▶ [REQUIREMENT] Revise the items below so that every occurrence of "Put a pin on" becomes "Place a point on", and leave everything else unchanged.

⁂

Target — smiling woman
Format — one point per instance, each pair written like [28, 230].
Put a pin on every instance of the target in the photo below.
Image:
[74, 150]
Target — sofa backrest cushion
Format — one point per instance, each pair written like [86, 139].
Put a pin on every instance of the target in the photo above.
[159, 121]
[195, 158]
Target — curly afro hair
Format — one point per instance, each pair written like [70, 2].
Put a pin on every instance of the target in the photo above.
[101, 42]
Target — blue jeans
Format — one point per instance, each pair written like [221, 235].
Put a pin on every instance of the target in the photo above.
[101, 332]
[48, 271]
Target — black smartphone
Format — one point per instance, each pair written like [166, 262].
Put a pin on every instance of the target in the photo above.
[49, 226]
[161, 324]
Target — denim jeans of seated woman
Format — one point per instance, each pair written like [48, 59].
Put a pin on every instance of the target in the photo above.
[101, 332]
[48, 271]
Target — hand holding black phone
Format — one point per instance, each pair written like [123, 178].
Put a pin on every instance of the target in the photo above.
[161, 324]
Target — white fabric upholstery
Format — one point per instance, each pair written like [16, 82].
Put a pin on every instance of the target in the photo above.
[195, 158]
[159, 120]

⁂

▶ [ANSWER IN FULL]
Target — smiling woman
Format — one point per instance, each pair written like [28, 230].
Place a point on every instance of the target in the photo below.
Image:
[74, 150]
Target — sofa backrest cushion
Format — one point per instance, each pair written like [86, 139].
Place a point on every instance of the target in the photo above.
[159, 121]
[195, 158]
Target — curly afro hair
Format — one point per instance, each pair written like [70, 2].
Place a point on every instance of the target in the photo above.
[101, 42]
Target — blue jeans
Format — one point per instance, each pair written like [221, 235].
Place a point on every instance of the target in the photo above.
[101, 332]
[48, 271]
Target — black smartphone
Format — one point per instance, each pair written like [166, 262].
Place a point on every instance of the target in the photo above.
[49, 226]
[161, 324]
Target — denim jeans of seated woman
Format — one point per instance, each pair written like [48, 59].
Place a point on every instance of the target in the photo above.
[101, 332]
[48, 271]
Target — hand holding black phone
Format — one point per instance, each pair written like [123, 178].
Place a point on every instance of the target in the photo above.
[161, 324]
Target — white fabric upholstery
Format — one point per instance, each pair written like [16, 82].
Place a point on every instance of the target in the photo above.
[195, 158]
[159, 120]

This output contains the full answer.